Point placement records
******
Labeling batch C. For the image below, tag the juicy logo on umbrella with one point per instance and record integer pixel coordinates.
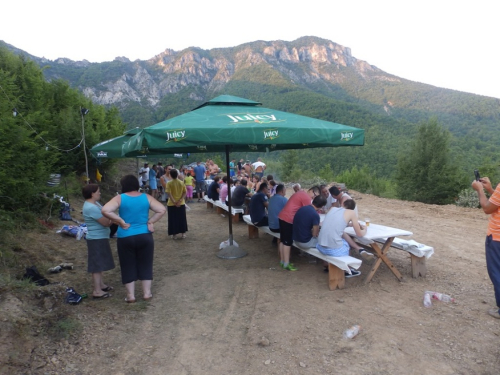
(261, 119)
(271, 134)
(175, 135)
(346, 136)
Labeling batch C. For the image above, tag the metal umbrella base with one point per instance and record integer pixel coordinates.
(231, 252)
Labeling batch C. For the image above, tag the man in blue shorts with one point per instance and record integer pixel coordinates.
(199, 175)
(306, 224)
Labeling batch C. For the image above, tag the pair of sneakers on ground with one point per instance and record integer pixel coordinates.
(289, 267)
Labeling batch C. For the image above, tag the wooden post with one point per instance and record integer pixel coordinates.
(418, 266)
(253, 232)
(336, 277)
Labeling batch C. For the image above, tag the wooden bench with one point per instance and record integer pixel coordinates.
(235, 212)
(221, 208)
(337, 266)
(418, 252)
(210, 202)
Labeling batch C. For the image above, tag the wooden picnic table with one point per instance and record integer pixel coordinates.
(374, 234)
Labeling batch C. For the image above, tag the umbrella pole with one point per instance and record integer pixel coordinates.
(231, 251)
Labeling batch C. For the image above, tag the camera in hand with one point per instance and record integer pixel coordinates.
(476, 173)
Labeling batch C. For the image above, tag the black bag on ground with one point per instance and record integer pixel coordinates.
(72, 297)
(34, 276)
(65, 212)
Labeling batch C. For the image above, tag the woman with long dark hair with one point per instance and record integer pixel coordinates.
(176, 207)
(135, 235)
(100, 258)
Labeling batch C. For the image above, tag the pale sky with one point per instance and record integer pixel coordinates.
(450, 44)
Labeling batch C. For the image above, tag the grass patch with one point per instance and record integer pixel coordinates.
(65, 327)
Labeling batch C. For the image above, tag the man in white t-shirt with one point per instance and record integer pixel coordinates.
(258, 168)
(330, 200)
(144, 174)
******
• [SET TASK]: Reproduce verbatim the entries from the line containing "Labeling batch C. For the image above, tag the pale" through the end of the entries, both ends included.

• [THE REPLY]:
Labeling batch C. For the image above, tag the pale sky with one point per instance and record integer pixel coordinates.
(450, 44)
Labeling batch C. For the image above, tag the grass patch with one point per instance and record integer pixel coordinates.
(65, 327)
Labeling batch C. For the image above, tag the man in white t-shirt with one point per instance and record integer pixel coordinates.
(258, 168)
(330, 200)
(144, 174)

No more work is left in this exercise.